EXTRACT PROVIDED -
◇ ◇ ◇ ◇ ◇ ◇ ◇

No turtle doves! Alert over bird celebrated in Twelve Days of Christmas as numbers fall two thirds in five years
07:50 GMT, 7 December 2012
If you are expecting a gift of two turtle doves from your true love this Christmas, you may be disappointed.
For the bird, celebrated in the Twelve Days of Christmas, is in peril, conservationists have warned.
Latest figures show that the number of turtle doves has plummeted by nearly two thirds in five years and are in increasing danger of disappearing from the British countryside for ever.
Turtle doves are in danger of disappearing from the British countryside for ever, numbers have plummeted by nearly two thirds in the last five years
The Royal Society for the Protection of Birds warned that the grey partridge – which features in the first verse of the song – is also under threat.
With just 14,000 turtle dove pairs in Britain the population is ‘balancing on a knife edge’, the RSPB said.
Dr Mark Eaton, a scientist with the charity, said: ‘Losing six out of ten of our turtle doves and three out of ten grey partridge in five years is nothing short of an unsustainable wildlife disaster.

◇ ◇ ◇ ◇ ◇ ◇ ◇

SUPPLIED DATA -
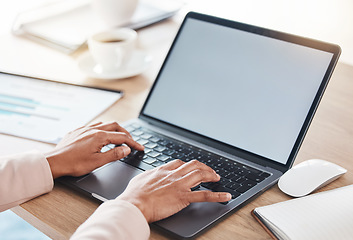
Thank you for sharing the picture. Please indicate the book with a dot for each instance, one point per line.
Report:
(324, 215)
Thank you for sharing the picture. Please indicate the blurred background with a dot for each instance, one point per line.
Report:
(327, 20)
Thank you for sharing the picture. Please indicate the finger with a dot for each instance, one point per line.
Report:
(198, 176)
(193, 165)
(120, 138)
(114, 154)
(113, 126)
(95, 124)
(208, 196)
(172, 165)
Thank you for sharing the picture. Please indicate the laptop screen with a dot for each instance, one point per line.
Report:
(247, 90)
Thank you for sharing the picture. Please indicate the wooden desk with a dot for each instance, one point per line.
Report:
(61, 211)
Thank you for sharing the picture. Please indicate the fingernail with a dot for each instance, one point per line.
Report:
(126, 150)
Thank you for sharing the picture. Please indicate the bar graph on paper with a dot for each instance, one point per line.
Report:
(45, 111)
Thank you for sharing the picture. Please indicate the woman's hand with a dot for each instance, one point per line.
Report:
(79, 152)
(161, 192)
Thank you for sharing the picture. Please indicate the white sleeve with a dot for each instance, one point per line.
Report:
(114, 219)
(23, 177)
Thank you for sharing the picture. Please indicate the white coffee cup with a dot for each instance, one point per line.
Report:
(111, 48)
(115, 12)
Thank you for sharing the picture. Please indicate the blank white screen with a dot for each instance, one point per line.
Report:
(247, 90)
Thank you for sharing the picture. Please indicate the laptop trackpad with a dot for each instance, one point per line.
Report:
(109, 181)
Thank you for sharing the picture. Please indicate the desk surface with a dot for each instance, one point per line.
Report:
(61, 211)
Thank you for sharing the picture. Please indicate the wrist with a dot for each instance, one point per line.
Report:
(53, 161)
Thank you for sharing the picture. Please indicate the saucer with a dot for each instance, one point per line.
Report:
(137, 63)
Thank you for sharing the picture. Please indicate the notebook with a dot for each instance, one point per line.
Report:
(323, 216)
(238, 98)
(66, 25)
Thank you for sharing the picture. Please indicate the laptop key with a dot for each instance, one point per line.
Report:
(154, 154)
(142, 141)
(151, 145)
(163, 158)
(265, 175)
(160, 148)
(149, 160)
(158, 163)
(220, 188)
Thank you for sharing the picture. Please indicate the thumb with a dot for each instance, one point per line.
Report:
(116, 153)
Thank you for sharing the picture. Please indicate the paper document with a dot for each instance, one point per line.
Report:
(46, 111)
(321, 216)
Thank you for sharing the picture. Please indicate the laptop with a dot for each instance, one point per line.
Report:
(238, 98)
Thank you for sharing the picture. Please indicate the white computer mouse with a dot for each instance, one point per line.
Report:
(309, 176)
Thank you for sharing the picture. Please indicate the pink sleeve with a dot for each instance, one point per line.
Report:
(23, 177)
(114, 219)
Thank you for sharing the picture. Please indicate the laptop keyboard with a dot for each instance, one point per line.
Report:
(236, 178)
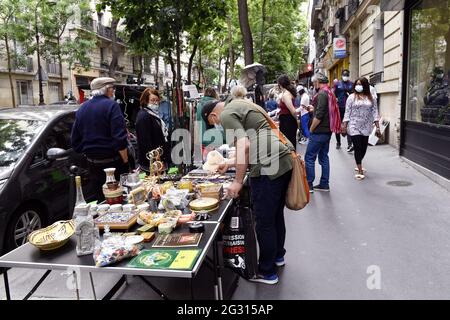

◇ ◇ ◇ ◇ ◇ ◇ ◇

PROMPT A -
List each proportion the article on falling turtle dove numbers uses to describe how much a bird population has declined.
PROMPT B -
Write the next part of the article on falling turtle dove numbers, starting after its final sentence.
The records are not used in what follows.

EXERCISE OUTPUT A -
- nearly two thirds (turtle doves, in five years)
- six out of ten (turtle doves)
- three out of ten (grey partridge)

EXERCISE OUTPUT B -
‘The turtle dove is in a great degree of danger – if this trend were to continue we could be down to fewer than 1,000 pairs by the middle of the next decade, with complete extinction a real possibility.
‘These two icons of Christmas are telling us that wildlife is in crisis. We are urging the Government to take urgent action to save these species from becoming just memories within the 12 days of Christmas festive classic.’
Figures from the RSPB last month showed how the turtle dove and grey partridge populations have plummeted by 93 per cent and 91 per cent respectively since 1970.
Operation Turtle Dove: The RSPB has launched a three year project to save the turtle dove
But it appears that the decline in numbers of both birds has been particularly marked in the last five years.
Turtle doves are smaller and darker than the more common collared doves, and are only slightly larger than a blackbird. Their gentle purring call, and the fact that they bond for life, has made them an emblem of devoted love.
In reality, they have never been in Britain at Christmas because they migrate to Africa each September. Scientists believe the move to intensive farming in their sub-Saharan wintering grounds is robbing them of their natural habitat.
The birds may also be victims of droughts overseas, triggered by rising temperatures. And they are also being shot by Mediterranean hunters as they fly back to Britain in the spring. Disease may also be taking its toll.
The RSPB warning came as the Government published updated figures on Britain’s declining bird population.
They also showed that there are just 43,000 pairs of grey partridges left – a 30 per cent fall in five years.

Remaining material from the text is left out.